本文:
トラックの荷台の水槽から、丁寧に漁船へと移していく。

トラックの水槽からタコをすくって漁船へ
漁船の水槽に移されたタコたち

袋に入れられたタコと発泡スチロールの秘密

タコは1匹ずつ網の袋に入れられている
袋の中の四角くて白いのは、発泡スチロール

この記事をもう少し読み進めていただくと、後編の動画を埋め込んでいるのだが、その映像をご覧いただくときっと気付いていただけるのが、放流するタコが1匹ずつ網状の袋に入れられており、また、その袋の中には個々に小さくカットされた発泡スチロールが入れられている、ということ。

この網の袋と発泡スチロールの謎について、香川県漁業協同組合連合会へ問い合わせたところ、下記の仕様になっている理由について回答をいただいた。

・タコが絡み合って放流しづらくなるのを防ぐためと、互いに食べてしまわないように、1匹ずつ袋に入れられている
 →放流の際に、自身の足を食べてしまっているタコが何匹か発見されていた


・タコが重さで水槽の下に沈んでしまったり、吸盤で底にくっついてしまうと、放流する際にピックアップしづらいため、タコを浮かせるために発泡スチロールを入れている

いざ、タコ放流へ!

手際よくタコを放流していく漁師さんたち
袋をほどいてタコを放流!
放流箇所が固まりすぎないよう
船を移動させながら放流していく

地元漁師さんたちはとっても手際がよく、大量のタコを次々と放流していく。袋からすんなり出てくれるタコもいれば、漁師さんに頭と足の間を捕まれ海へと放流されるタコもいる。

放流されるのは、はるばる九州の海からやって来た、おそらくこれから産卵を迎えるであろうタコさんたち。
先日の魚礁に住みついて産卵して、そこでタコや生き物たちがうまく育ってくれることを祈りながら、漁師さんご指導のもと、私もタコの放流に挑戦!

掴み慣れないよしだに、さぞご立腹だったであろうタコさん
この直後に墨を吹いて海へ還ってゆきましたとさ

そんなタコ放流こそ、写真と文章では伝わりづらいので動画に!
「タコって危険を察知すると、ホントに墨吹き出すんだ!」なんてことが映像でお分かりいただける。
タコ墨を浴びた私の図、もしっかりおさえている。(笑)

🎬動画🎬 「魚礁」で海の環境を育てたい!(後編)|よしださゆりの漁業レポ

ちなみに余談だが、タコは繁殖は生涯で1度きりにして最後のイベントだということも、今回の記事を書くにあたり初めて知った。
切ない・・・切なすぎる・・・。
今後、タコを食す時の私は、そのありがたみをしみじみと感じながらいただくのであろう。(涙)

漁礁ぎょしょう」から「魚礁ぎょしょう」へ

魚礁を沈める作業
手前の船に魚礁を積み、もう1隻には設置確認をされるダイバーさんを乗せ
2隻の船で沖に向かった

今回取材させていただいた魚礁ぎょしょう
実は最近までは漁礁ぎょしょう」という表記が主だったという。

保存データ:
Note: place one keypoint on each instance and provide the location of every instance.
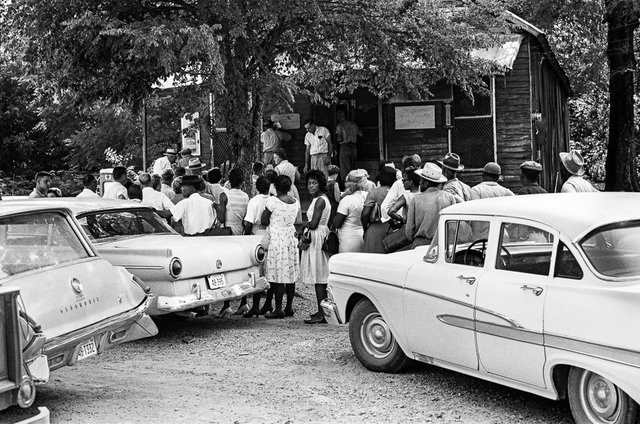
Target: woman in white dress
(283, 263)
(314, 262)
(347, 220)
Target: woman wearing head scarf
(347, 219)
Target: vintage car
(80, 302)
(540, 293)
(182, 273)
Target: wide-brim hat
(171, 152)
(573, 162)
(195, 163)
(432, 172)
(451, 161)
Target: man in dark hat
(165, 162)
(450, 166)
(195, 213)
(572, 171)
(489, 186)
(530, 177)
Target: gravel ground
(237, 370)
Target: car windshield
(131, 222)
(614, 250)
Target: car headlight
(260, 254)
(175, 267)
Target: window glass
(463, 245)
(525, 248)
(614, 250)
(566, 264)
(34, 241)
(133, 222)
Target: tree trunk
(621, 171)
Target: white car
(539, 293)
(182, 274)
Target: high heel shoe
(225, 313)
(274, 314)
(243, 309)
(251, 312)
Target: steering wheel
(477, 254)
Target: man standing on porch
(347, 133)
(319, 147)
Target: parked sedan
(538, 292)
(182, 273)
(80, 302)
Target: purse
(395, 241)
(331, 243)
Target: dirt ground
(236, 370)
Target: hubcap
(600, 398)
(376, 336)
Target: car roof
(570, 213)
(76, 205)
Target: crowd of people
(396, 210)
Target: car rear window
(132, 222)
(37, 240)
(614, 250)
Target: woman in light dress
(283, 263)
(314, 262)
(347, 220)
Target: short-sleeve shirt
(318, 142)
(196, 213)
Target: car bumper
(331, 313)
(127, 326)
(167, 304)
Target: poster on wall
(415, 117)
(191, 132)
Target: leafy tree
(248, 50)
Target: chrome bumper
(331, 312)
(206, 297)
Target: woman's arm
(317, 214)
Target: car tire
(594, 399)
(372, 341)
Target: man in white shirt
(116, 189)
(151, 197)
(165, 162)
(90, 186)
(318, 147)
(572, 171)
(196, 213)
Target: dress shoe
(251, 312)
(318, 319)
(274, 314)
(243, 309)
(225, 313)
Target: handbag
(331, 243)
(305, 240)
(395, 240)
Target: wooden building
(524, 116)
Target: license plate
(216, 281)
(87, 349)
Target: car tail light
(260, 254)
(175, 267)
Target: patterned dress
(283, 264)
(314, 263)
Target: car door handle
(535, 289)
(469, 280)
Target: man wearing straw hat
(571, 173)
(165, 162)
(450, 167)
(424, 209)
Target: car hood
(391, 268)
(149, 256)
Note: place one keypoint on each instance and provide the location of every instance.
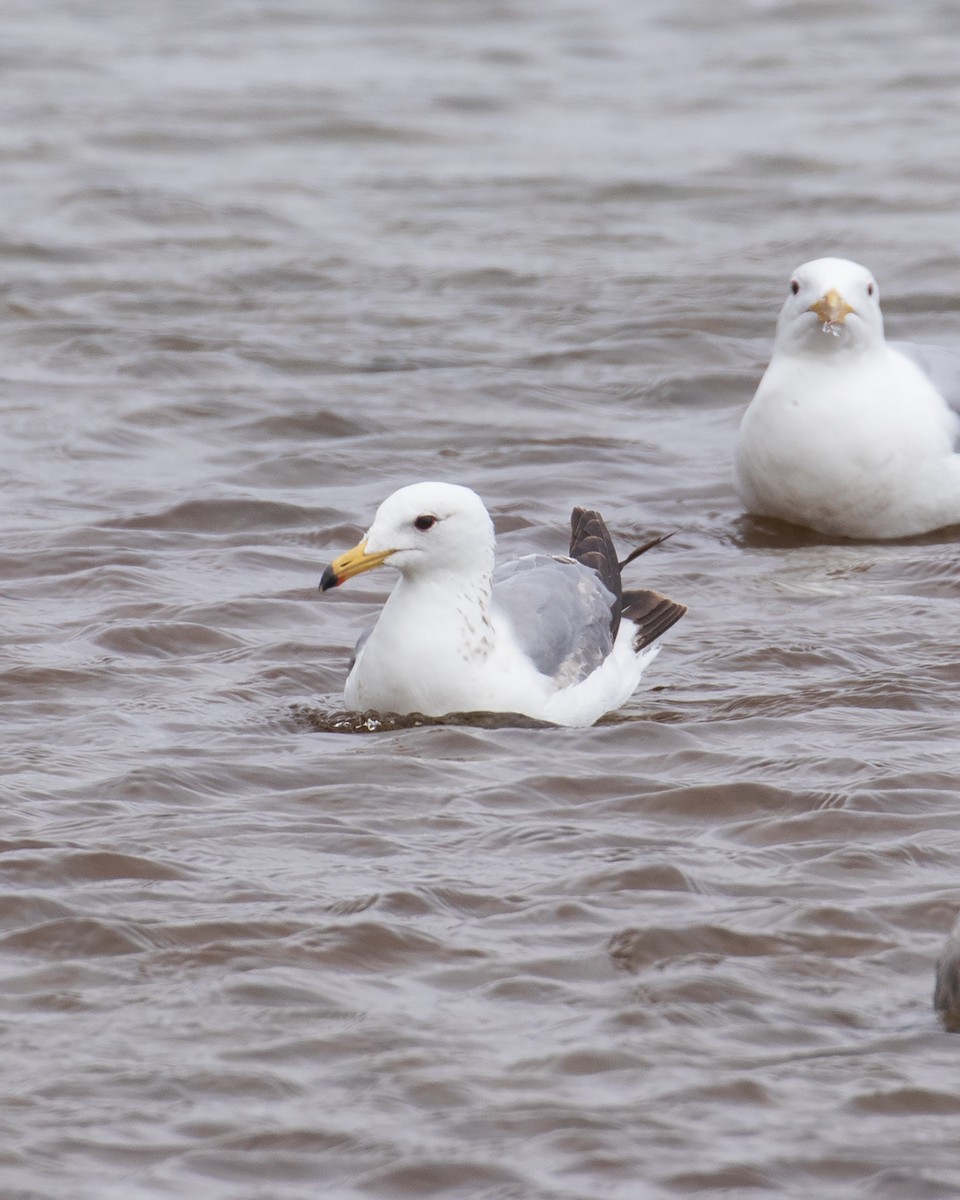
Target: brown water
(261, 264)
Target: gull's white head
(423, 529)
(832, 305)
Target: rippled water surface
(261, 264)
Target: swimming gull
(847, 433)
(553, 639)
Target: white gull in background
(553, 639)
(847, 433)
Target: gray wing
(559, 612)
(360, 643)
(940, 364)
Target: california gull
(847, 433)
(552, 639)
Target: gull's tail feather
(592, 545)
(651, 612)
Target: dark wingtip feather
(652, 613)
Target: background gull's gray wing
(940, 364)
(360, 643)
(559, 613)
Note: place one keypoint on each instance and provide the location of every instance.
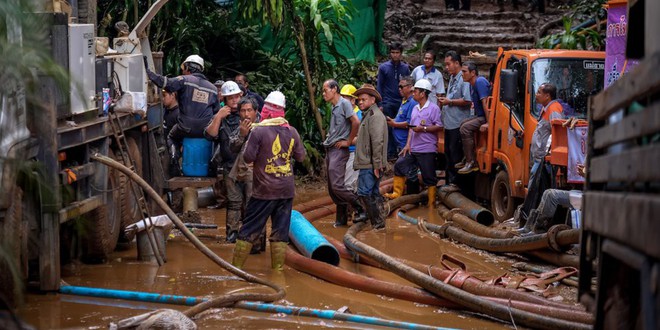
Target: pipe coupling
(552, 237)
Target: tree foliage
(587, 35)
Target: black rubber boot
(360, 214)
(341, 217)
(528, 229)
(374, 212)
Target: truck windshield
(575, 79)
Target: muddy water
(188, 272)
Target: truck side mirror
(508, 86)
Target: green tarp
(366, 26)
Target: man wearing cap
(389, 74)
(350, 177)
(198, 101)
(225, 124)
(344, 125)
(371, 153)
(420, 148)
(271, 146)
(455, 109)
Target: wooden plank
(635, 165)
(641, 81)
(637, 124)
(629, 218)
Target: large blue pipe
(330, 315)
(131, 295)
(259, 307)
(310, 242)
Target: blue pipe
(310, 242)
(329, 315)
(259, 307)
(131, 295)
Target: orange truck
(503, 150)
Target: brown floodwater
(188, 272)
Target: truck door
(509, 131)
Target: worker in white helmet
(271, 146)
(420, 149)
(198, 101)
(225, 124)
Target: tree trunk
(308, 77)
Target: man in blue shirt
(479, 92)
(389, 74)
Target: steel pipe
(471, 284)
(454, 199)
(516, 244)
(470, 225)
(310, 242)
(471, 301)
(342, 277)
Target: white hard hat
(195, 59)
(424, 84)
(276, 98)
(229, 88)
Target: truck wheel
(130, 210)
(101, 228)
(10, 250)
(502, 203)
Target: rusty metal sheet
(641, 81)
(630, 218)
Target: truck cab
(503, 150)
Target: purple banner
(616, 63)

==

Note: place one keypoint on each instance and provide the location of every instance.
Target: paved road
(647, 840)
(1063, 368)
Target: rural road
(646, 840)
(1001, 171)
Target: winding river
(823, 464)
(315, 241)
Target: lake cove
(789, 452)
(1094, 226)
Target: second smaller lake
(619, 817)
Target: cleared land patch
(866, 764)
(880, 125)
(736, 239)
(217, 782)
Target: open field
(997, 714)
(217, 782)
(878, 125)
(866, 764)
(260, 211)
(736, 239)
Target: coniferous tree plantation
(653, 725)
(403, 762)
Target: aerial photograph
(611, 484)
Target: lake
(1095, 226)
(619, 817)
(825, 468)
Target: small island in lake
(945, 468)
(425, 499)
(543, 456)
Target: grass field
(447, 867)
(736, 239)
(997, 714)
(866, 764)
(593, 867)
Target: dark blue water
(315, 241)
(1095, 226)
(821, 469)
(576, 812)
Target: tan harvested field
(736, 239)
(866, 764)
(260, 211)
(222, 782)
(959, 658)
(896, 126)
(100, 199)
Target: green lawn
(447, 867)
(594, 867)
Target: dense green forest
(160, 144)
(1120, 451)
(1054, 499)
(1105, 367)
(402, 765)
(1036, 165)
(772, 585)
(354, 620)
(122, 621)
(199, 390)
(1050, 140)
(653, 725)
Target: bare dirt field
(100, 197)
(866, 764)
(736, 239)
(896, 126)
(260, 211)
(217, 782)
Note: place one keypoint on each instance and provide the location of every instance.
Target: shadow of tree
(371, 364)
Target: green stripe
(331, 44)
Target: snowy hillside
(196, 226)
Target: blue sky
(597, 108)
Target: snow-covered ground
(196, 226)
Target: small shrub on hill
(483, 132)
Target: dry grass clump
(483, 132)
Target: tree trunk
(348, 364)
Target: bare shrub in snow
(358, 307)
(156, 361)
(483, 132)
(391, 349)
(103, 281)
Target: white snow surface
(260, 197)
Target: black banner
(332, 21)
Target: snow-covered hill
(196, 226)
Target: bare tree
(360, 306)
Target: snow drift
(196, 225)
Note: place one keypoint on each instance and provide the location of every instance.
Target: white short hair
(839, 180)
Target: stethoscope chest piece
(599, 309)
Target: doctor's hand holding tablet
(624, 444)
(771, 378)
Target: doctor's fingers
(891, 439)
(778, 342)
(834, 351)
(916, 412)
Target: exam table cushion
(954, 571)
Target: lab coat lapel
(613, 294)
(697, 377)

課題 1:
記録の中で「truck」という語をふくむ行はいくつありますか。数だけを答えてください。
課題 2:
上にあるタコの放流と魚礁についての文章を、最後の文のあとから書き続けてください。

回答 1:
6

回答 2:
人と生き物たちがどのように共存をしていくのかが問われるようになり、海の生き物たちを「漁る(とる)」だけでなく、海を育てていくというような時代の流れを経て、次第に「漁礁」から「魚礁」という表現へと変化していったそうだ。

美しい瀬戸内海と海の生き物たち

土庄町とのしょうちょうから望む瀬戸内海
海の向こうに見えるのは、瀬戸内の島々と岡山県
(2022年4月撮影)

現場で大部の漁師さん達や、設置に立ち合われた魚礁製造企業さんからお話を伺ったところ、近年の澄みきった瀬戸内海はとてもキレイすぎて、魚や海の生き物にとってはあまり良いコンディションではないとのこと。

もちろん、温暖化やその他様々な理由も絡み合っているであろうことが想像できる。だから、何が原因だと一言で言えるものではないはず。

濁りもなく海底まで見えてしまう海は栄養分が乏しく、それは魚や海の生き物たちのエサになるものが非常に少ないという現れでもあるそうだ。

「海が澄んでいて美しいことは、海の生き物にとっても良いことなのかといえば、どうやらそういう訳でもないらしい」

「海の栄養分としては山のミネラルも必要、だから雨も川も、そしてダムが開いて山の水が海へ流れてくるということも大事」
しかし漁業の種類によって異なるため、みな同じタイミングで山の水を流してほしい訳ではないというところも難しいポイント。

これらは、この町で漁業振興担当として漁師さんや水産関係のみなさまからお話を伺う中で私が得られた大きな学び。
みなさんと直接お会いできなければ、もしかしたら一生知ることができなかったかもしれない。

漁業のことは超初心者な私。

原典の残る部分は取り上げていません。